BRIEF 1:
In the training log, start at the words "I think the" and stop after "are still adjusting?". Write that part out again, replacing "forefoot" with "heel".
BRIEF 2:
According to the training log, at what weight did the twinge in the right knee cap show up during the trap bar deadlifts?
BRIEF 3:
Continue the training log from the point where it ends.

PAGE EXTRACT:
- - - -
Monday
A lot of TOFP, especially in my left foot. I rolled, massaged, and stretched the Dickens out of my lower legs, got rid of most of it, but didn't get rid of it completely until I massaged my ITB later in the afternoon while stretching out my hammies. I felt immediate relief in my feet as I dug my fingers into the band, wiggling them back and forth vigorously as I worked my way up and down it. The tightest spot was up close to my hip. "The hip bone's connected to the thigh bone, the thigh bone's connected to the shin bone, the shin bone's connected to the foot bone, .... " er, something like that, right? Amazing how something half a body up can influence pain in the foot.
I think the tofp might be caused by having switched to more of a forefoot landing in my left foot. The landing's become pretty automatic now, but perhaps the muscles and tendons are still adjusting?
Monday afternoon
One-mile run-commute
24F/-4.44
12F/-11.11C
Then Bottom/Top Strength training. Felt a little electric twinge in my right knee cap at 285lbs with the trap bar deadlifts. Shut it down. Dang. Wanted to take the trap bar DLs up over 300 for the first time. The rest of my lower body felt primed. I blew off most of the rest of my workout, as it included a lot of what I did in Friday's Top/Front session. This is because I refined the new two-zone workout schedule from last week. Now the four workouts are Bottom/Top, Front/Back, Top/Bottom, and Back/Front. Each zone has two different sets of exercises, so that no one exercise is done more than once a week, and each zone set has a slightly different point of emphasis from the other set in that same zone, based on the set's initial heavy lift.
Tuesday morning
One-mile run-commute
13F/-10.5C
3F/-16.11C wc
Brrr. A new windchill low for the season. Invigorating! A little later I did my new conditioning routine, which is undergoing constant tweaking in these initial stages of deployment. My adjustable plyo box came on Monday. I had to stare at it for a moment before I got up the courage to jump 14". I didn't want to be an jacka$$ and break something on this aging body. But I jumped up just fine, and again, and again, . . . . Wow, what a great lower body exercise! Then I did a few versions of step-ups and moved on to the other stuff.
As a corruption of HIIT (High Intensity Interval Training), I'm calling my new conditioning routine MINT, or "Medium Intensity Non-interval Training," or maybe it should just be MIC, for "Medium Intensity Conditioning." Still not sure if this is going to be an everyday thing or an every-other-day thing, but it's definitely a good thing.
- - - -
Referring expression data
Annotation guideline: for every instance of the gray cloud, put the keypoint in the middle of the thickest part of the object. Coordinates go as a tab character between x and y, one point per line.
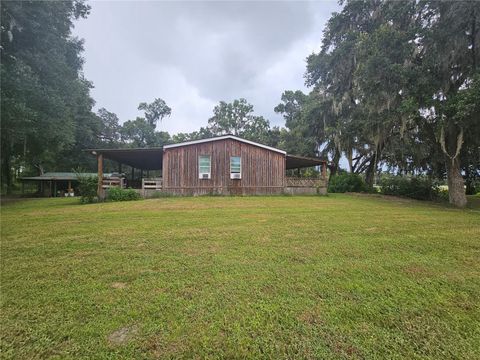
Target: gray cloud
194	54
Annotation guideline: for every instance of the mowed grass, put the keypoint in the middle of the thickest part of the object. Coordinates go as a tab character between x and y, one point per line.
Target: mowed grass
341	276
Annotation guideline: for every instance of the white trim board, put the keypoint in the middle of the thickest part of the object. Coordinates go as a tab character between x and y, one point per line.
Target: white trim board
186	143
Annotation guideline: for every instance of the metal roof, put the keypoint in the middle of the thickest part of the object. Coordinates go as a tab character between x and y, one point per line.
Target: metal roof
57	176
223	137
139	158
152	158
295	162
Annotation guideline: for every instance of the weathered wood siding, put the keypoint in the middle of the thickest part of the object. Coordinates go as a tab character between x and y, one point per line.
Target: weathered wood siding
263	170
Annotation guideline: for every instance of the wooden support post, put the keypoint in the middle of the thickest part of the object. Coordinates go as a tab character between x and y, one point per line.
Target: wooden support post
100	176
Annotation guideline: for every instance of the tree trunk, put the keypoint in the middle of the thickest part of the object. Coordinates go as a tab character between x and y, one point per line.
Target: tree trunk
350	159
370	172
7	173
456	190
335	162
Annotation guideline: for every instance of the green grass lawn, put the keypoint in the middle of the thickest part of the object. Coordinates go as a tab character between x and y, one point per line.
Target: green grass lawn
229	277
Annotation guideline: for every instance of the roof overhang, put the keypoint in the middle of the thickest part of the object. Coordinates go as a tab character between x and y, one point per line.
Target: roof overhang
145	158
233	137
296	162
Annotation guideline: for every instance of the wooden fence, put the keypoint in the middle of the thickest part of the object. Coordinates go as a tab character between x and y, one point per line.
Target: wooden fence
112	182
155	184
305	182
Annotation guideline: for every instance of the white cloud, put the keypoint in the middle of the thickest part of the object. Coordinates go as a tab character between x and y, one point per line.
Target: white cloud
194	54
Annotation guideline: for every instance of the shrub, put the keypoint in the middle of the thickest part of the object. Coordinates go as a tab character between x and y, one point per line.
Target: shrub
346	182
119	194
416	187
87	186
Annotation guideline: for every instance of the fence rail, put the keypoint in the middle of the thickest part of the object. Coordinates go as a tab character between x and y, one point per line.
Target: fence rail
112	182
305	182
155	183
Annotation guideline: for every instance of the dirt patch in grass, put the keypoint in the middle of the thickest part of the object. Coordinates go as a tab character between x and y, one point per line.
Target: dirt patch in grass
123	335
119	285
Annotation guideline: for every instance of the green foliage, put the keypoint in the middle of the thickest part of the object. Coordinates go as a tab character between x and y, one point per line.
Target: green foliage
45	102
155	111
87	186
119	194
420	188
346	182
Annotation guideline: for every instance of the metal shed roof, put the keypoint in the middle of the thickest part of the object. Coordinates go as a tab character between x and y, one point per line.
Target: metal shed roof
295	162
57	176
140	158
152	158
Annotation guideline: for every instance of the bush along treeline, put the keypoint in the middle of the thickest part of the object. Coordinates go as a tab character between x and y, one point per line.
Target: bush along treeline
399	91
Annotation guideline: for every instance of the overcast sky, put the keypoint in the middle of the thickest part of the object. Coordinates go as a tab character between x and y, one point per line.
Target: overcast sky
194	54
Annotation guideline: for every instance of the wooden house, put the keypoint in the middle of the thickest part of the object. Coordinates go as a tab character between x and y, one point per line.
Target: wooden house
226	165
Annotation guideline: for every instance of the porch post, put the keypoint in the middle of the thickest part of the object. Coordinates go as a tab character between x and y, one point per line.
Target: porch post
100	176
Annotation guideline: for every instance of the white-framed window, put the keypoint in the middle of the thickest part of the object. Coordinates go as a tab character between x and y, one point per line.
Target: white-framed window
235	167
204	167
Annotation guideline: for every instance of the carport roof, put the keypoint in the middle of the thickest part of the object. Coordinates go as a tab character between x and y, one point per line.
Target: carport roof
144	158
152	158
295	162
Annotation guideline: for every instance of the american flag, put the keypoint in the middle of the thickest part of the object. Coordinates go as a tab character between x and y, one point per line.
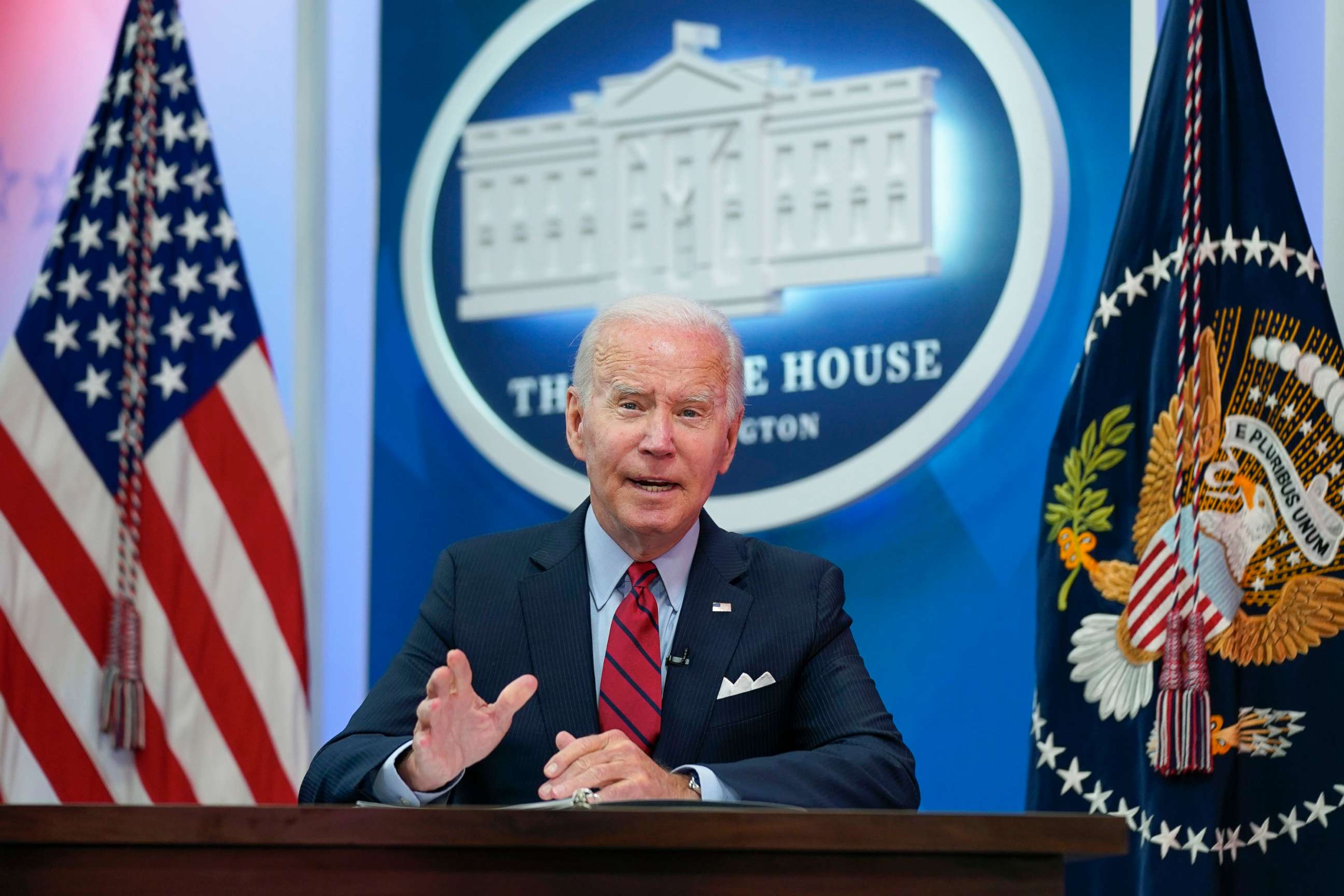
- - - -
ANSWER 1:
I think the tofp might be caused by having switched to more of a heel landing in my left foot. The landing's become pretty automatic now, but perhaps the muscles and tendons are still adjusting?

ANSWER 2:
285 lbs

ANSWER 3:
I now have a full set of conditioning gear--medicine ball, adjustable plyo box, decline sit-up bench, ankle weights, "power wheel" (which is an ab wheel with foot pedals), and wobble board--in my office for doing 10-20 minutes of MINT as soon as I arrive in the morning. That, together with the 9-to-10-minute run-commute I have getting here, gives me about 20-30 minutes of fasted cardio first thing in the morning. I've always meant to do more of this stuff, but could never motivate to do it as part of my lifting routines, nor before or after a run. Separating it from my running and lifting workouts and doing it first thing in the morning seems to be the way to go.
Tuesday afternoon
One-mile run-commute.
26F/-3.33C
20F/-6.7C wc
Then Front/Back ST. My left shoulder is still a little gimpy, so went low weight, high reps on the bench, then did a lot of cable pulldowns (wide, neutral, and chin-up grips) and biceps curls, which didn't bother my shoulder at all. I tried inverted rows. Damn, those puppies are hard. It's going to take some time to get proficient at those.
Then I did one mile of 100-meter sprints down on the jhs track on my way heading out to pick up the kids. I was looking forward to doing my sprints now that the field has dried out from last week's snow-sogginess. I had forgotten that since then, we've had a lot of sub-freezing lows. The ground had become very hard and bumpy, made worse by the teeming dirt-turds created when the field was aerated two weeks or so ago. I had to reduce speed a bit to make sure I wouldn't twist an ankle, and the cold grass provoked a pretty rapid numb-plunge. One mile's worth of that pleasant abuse was all I was good for. That'll probably be it for track work I guess, until next spring. Will have to start doing my sprints up in the fairgrounds. I'm convinced doing sprints once a week is a must now.
Later I realized that my electric massager could be used on other parts of my body besides the legs. Doh! That seemed to help the shoulder a lot.
Wednesday morning
One-mile run-commute
22F/5.5C
13F/-10.5C wc
My soles feel a little beat up from the sprints yesterday. Still, managed a decent pace cuz I wanted to get back inside as soon as possible.